_WHAT TO WORK ON_: Each line below should be restated exactly, with nothing dropped.

_RECORDS FOR THIS EXERCISE_:
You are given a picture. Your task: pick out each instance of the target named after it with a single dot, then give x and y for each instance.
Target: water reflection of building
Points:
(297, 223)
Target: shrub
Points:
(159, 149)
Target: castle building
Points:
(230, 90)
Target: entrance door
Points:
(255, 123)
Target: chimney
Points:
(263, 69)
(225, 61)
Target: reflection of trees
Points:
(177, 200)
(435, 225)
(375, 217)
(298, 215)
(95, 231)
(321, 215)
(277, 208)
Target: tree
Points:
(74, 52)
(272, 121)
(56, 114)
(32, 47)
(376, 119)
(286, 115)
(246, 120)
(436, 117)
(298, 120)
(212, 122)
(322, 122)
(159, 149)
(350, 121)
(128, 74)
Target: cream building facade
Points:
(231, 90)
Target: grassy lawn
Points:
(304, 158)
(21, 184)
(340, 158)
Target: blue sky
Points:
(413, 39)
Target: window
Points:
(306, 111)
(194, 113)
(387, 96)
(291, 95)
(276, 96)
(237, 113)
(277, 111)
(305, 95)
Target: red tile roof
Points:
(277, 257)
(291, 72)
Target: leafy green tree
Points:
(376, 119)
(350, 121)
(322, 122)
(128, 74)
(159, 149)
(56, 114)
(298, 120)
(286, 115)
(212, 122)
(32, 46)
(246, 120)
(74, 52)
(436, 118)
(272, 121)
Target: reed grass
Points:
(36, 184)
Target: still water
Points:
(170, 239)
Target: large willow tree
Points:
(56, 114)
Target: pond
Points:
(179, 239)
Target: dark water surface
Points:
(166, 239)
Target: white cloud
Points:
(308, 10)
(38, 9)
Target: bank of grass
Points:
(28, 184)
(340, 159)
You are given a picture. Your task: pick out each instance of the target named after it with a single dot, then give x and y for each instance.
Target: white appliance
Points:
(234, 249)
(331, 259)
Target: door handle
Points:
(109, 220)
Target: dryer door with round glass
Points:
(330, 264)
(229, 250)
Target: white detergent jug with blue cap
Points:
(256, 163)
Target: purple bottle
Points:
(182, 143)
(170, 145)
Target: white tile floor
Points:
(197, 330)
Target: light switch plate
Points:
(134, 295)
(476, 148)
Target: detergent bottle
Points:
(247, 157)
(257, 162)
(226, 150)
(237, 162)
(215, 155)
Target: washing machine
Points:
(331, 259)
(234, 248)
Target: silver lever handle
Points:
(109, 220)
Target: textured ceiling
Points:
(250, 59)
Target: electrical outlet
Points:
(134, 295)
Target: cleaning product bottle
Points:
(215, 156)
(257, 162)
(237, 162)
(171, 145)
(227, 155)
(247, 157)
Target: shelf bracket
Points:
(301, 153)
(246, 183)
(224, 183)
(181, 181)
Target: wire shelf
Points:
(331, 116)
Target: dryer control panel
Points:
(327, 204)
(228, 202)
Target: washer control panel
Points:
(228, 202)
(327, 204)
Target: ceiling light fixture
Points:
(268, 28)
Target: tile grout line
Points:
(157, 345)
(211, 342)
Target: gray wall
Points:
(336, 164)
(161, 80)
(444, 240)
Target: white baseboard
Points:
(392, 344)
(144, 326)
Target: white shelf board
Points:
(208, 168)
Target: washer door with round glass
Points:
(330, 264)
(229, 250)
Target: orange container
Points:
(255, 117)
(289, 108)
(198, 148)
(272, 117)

_REPLY_:
You are given a picture. Your task: pick out each instance of the target named after it with a single dot, then give x and y for each instance.
Target: water reflection of building
Points:
(297, 223)
Target: shrub
Points:
(159, 149)
Target: castle building
Points:
(230, 90)
Target: entrance door
Points:
(255, 123)
Target: chimney
Points:
(263, 69)
(225, 61)
Target: reflection of trees
Points:
(177, 200)
(435, 225)
(375, 217)
(298, 215)
(95, 231)
(321, 215)
(277, 208)
Target: tree
Points:
(74, 52)
(272, 121)
(56, 114)
(32, 47)
(376, 119)
(286, 115)
(246, 120)
(436, 117)
(298, 120)
(212, 122)
(322, 122)
(159, 149)
(350, 121)
(128, 74)
Target: cream building facade
Points:
(231, 90)
Target: grassy lawn
Points:
(304, 158)
(21, 184)
(340, 158)
Target: blue sky
Points:
(413, 39)
Target: window
Points:
(306, 111)
(194, 113)
(387, 96)
(291, 95)
(276, 96)
(237, 113)
(277, 111)
(305, 95)
Target: red tile roof
Points:
(277, 257)
(291, 72)
Target: leafy green tree
Points:
(376, 119)
(350, 121)
(322, 122)
(128, 74)
(159, 149)
(56, 114)
(298, 120)
(286, 115)
(212, 122)
(32, 46)
(246, 120)
(74, 52)
(436, 118)
(272, 121)
Target: reed grass
Points:
(36, 184)
Target: still water
Points:
(170, 239)
Target: large willow tree
Points:
(56, 114)
Target: pond
Points:
(179, 239)
Target: dark water surface
Points:
(166, 239)
Target: white cloud
Points:
(308, 10)
(38, 9)
Target: bank of grass
Points:
(28, 184)
(340, 159)
You are given a picture. Your task: pick out each instance of the target named after it with a single dot, then give x and y for each instance.
Target: white appliance
Points:
(234, 249)
(331, 259)
Target: door handle
Points:
(109, 220)
Target: dryer door with round glass
Points:
(330, 264)
(229, 250)
Target: white detergent jug with blue cap
Points:
(256, 163)
Target: purple bottle
Points:
(182, 143)
(170, 145)
Target: white tile floor
Points:
(197, 330)
Target: light switch plate
Points:
(134, 295)
(476, 148)
Target: detergent bottle
Points:
(247, 157)
(257, 162)
(226, 150)
(237, 162)
(215, 155)
Target: washing machine
Points:
(331, 259)
(234, 248)
Target: silver lever handle
Points:
(109, 220)
Target: textured ceiling
Points:
(250, 59)
Target: electrical outlet
Points:
(134, 295)
Target: cleaning product bottle
Points:
(215, 156)
(257, 162)
(237, 162)
(171, 145)
(227, 155)
(247, 157)
Target: shelf bracket
Points:
(301, 153)
(246, 183)
(224, 183)
(181, 181)
Target: wire shelf
Points:
(331, 116)
Target: dryer control panel
Points:
(327, 204)
(228, 202)
Target: washer control panel
Points:
(228, 202)
(327, 204)
Target: ceiling light fixture
Points:
(268, 28)
Target: tile grout line
Points:
(157, 345)
(211, 342)
Target: gray wall
Points:
(336, 164)
(161, 80)
(444, 240)
Target: white baseboard
Points:
(392, 344)
(144, 326)
Target: white shelf board
Points:
(208, 168)
Target: washer door with round glass
Points:
(330, 264)
(229, 250)
Target: orange container
Points:
(255, 117)
(289, 108)
(198, 148)
(272, 117)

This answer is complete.